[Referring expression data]

----

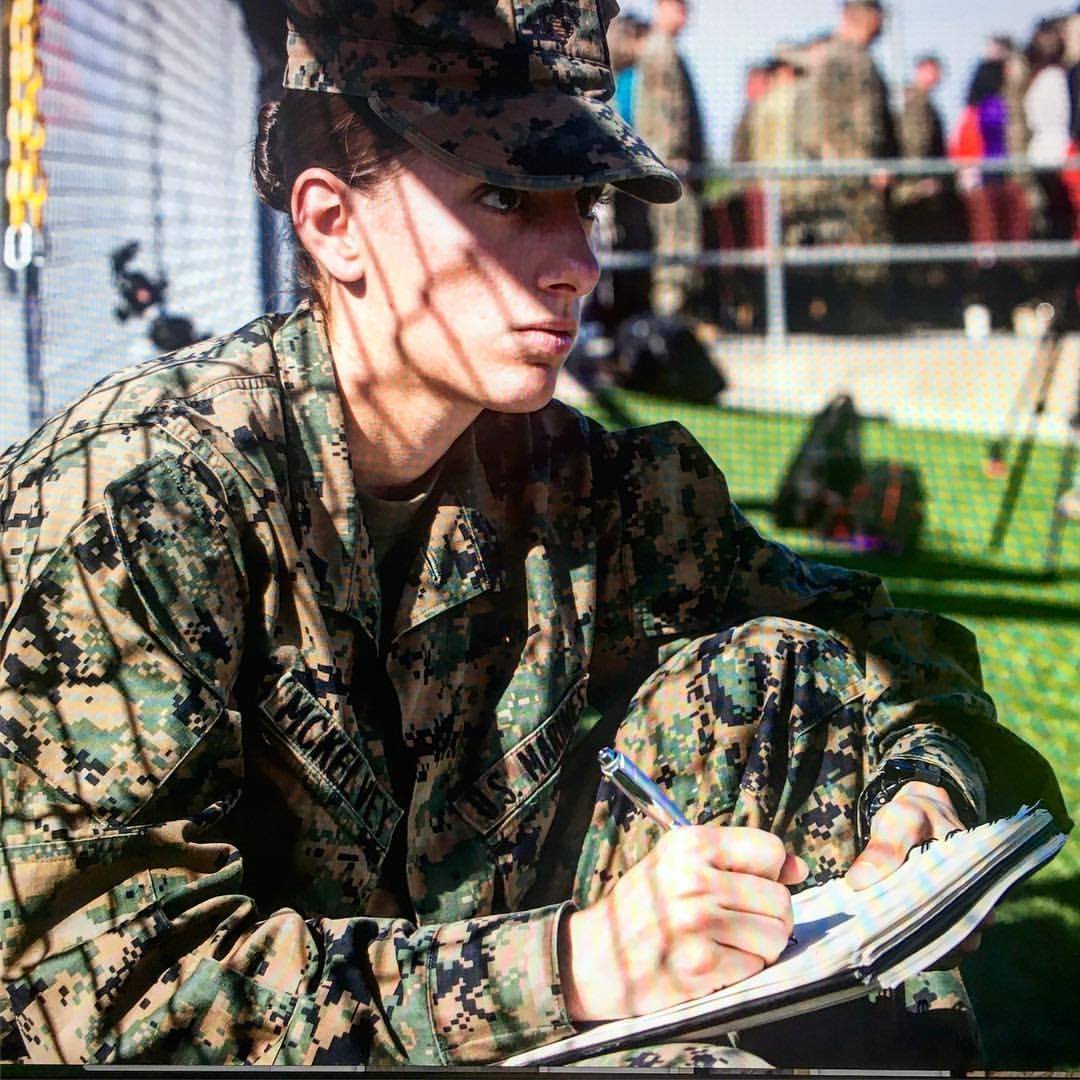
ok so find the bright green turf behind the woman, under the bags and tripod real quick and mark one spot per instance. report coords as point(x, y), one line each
point(1025, 981)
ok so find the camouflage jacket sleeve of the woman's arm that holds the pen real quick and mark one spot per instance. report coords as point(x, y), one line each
point(127, 933)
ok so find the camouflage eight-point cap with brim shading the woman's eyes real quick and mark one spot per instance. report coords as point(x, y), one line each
point(512, 91)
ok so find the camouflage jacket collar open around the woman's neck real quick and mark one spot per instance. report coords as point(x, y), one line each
point(462, 556)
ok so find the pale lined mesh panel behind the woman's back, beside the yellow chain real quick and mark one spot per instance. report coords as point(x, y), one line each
point(150, 111)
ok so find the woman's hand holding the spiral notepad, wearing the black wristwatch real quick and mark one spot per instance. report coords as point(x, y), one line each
point(919, 813)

----

Task item. With both ends included, please retype exactly the lines from the line containing "ok so find the camouflage jacket collar" to the final line of the data.

Answer to the exercise.
ok so find the camouflage jacket collar open around the woman's neck real quick and mark one spot per instance. report coords as point(x, y), one line each
point(462, 556)
ok so find the pale lined mesh panel behind the woman's back, beside the yellow chain real quick and mark one spot per instance. report coords as point(x, y), one line each
point(150, 111)
ok so find the woman's hand holding the spiral notepad, wearing the black wristwatch real quick and mark one spot per instance. report coords as point(x, y), one line each
point(919, 813)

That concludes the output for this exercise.